WHAT YOU WILL DO:
Pull out each line of the entries below that contains the string "board", treating uppercase and lowercase as different.

## begin DATA ENTRIES

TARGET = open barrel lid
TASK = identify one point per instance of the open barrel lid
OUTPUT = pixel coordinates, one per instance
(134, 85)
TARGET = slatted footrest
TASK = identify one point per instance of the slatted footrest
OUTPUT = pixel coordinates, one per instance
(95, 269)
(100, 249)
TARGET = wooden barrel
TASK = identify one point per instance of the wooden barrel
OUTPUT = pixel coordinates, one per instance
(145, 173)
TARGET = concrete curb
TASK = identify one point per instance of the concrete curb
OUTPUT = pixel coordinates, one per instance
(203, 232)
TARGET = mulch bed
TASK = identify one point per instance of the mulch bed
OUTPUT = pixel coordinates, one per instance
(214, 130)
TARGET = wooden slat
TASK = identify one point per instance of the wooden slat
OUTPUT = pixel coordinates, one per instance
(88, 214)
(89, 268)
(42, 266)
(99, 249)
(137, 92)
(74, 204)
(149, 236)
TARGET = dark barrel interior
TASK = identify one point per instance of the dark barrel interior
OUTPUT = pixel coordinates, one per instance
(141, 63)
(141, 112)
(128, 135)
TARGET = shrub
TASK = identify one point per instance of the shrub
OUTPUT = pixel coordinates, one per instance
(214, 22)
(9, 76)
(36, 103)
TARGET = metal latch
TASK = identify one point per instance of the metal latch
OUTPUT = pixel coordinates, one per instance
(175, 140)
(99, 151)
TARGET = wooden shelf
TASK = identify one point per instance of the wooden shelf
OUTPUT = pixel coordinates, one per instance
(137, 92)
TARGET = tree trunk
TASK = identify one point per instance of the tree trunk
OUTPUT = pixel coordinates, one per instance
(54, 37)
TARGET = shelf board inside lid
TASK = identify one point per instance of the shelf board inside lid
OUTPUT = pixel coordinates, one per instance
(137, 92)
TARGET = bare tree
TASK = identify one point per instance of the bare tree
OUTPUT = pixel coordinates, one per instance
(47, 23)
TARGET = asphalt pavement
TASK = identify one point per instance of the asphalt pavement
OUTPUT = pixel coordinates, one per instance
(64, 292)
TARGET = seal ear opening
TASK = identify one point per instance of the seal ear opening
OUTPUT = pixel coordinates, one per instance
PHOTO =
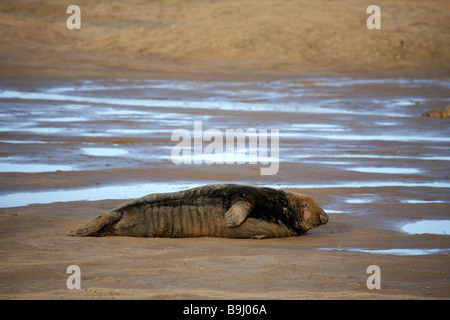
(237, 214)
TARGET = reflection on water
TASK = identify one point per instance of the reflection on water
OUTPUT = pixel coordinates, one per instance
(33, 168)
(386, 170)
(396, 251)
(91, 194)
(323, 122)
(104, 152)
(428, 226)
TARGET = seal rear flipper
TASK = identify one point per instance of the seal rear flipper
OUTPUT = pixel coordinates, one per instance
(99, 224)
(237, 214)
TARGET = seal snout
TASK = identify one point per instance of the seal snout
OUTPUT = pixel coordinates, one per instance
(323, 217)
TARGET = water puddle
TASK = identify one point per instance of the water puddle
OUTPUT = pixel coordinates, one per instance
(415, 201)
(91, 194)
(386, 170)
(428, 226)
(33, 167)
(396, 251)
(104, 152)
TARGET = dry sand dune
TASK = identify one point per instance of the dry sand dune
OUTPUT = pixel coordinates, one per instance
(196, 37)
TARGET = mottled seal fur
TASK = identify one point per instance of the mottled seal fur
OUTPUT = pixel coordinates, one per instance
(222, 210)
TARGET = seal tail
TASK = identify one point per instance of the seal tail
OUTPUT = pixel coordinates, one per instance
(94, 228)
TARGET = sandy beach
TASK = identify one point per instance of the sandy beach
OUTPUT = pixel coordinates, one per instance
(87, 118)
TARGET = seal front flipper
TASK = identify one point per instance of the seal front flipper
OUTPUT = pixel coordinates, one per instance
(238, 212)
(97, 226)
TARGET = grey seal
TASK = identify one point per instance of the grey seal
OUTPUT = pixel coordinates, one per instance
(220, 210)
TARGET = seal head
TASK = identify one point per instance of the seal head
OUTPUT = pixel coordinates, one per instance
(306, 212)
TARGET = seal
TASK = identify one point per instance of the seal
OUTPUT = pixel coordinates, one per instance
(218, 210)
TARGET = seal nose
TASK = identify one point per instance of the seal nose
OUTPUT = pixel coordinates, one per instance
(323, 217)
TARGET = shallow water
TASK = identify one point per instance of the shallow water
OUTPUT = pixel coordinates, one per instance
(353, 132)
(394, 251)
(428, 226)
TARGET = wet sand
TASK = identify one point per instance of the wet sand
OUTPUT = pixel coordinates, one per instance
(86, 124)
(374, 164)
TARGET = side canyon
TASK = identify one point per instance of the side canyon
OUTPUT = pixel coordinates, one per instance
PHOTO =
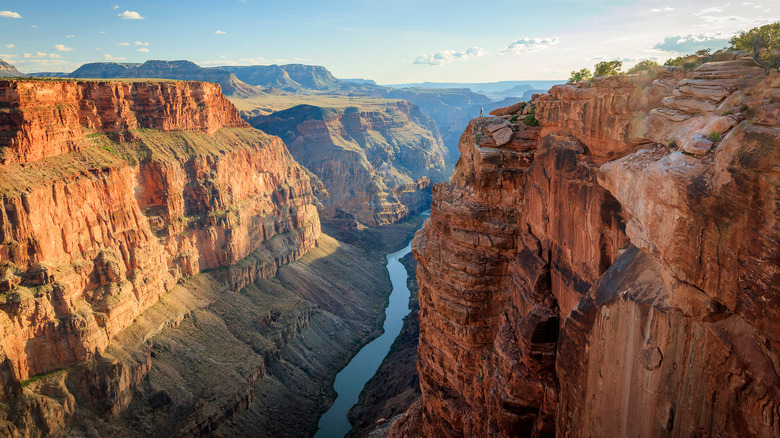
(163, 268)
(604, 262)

## end DATA ENTRIES
## begin DATA ENTRIES

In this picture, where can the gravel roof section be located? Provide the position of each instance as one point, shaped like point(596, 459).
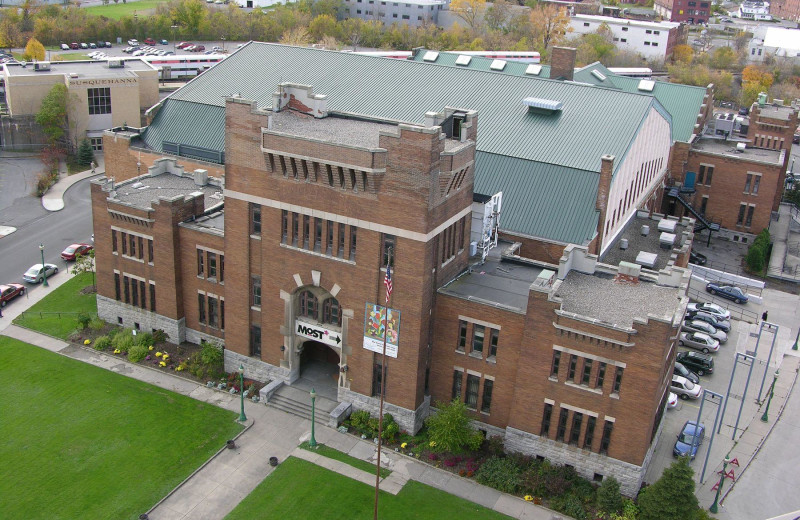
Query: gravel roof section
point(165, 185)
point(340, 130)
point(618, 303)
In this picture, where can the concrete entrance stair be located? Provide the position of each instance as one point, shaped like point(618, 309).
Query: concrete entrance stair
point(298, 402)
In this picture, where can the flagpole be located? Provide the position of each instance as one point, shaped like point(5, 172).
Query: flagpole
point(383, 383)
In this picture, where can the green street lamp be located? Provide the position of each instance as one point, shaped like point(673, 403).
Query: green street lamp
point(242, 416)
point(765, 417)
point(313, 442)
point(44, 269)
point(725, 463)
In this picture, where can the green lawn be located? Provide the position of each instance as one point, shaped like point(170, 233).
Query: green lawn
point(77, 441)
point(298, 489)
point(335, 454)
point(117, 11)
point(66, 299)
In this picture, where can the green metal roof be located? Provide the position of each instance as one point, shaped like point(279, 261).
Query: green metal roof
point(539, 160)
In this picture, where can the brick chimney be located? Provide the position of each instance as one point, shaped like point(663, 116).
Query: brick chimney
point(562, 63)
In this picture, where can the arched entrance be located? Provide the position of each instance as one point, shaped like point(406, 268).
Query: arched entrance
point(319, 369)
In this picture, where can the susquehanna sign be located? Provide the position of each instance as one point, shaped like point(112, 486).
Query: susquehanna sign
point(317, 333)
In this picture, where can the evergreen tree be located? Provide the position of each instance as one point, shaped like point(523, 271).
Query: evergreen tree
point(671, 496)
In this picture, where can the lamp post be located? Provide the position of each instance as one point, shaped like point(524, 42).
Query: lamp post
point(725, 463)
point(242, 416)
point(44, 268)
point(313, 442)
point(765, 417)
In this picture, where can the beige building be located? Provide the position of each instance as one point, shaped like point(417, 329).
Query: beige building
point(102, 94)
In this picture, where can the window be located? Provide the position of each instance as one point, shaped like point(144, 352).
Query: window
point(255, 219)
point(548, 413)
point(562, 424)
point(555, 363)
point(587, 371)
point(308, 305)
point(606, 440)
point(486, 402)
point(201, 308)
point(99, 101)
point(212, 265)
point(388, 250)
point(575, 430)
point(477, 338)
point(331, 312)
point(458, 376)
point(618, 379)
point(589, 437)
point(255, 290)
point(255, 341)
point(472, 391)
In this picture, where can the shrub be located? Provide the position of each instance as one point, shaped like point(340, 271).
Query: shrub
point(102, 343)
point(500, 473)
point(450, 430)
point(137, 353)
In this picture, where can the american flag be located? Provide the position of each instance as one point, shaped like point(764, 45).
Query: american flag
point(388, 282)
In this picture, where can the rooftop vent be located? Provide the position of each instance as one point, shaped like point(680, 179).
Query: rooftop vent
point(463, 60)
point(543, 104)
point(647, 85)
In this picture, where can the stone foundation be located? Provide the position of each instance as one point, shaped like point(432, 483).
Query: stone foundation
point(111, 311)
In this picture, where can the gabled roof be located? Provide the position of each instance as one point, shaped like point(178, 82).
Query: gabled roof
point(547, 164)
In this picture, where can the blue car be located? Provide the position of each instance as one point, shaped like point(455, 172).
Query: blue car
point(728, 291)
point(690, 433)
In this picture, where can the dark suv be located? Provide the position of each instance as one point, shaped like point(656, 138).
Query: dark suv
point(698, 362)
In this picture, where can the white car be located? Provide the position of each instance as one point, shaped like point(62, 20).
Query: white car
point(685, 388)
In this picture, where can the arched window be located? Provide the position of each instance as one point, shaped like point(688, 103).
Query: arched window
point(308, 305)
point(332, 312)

## end DATA ENTRIES

RIGHT ANSWER:
TARGET = shelf board inside lid
TASK = identify one point per instance of the shelf board inside lid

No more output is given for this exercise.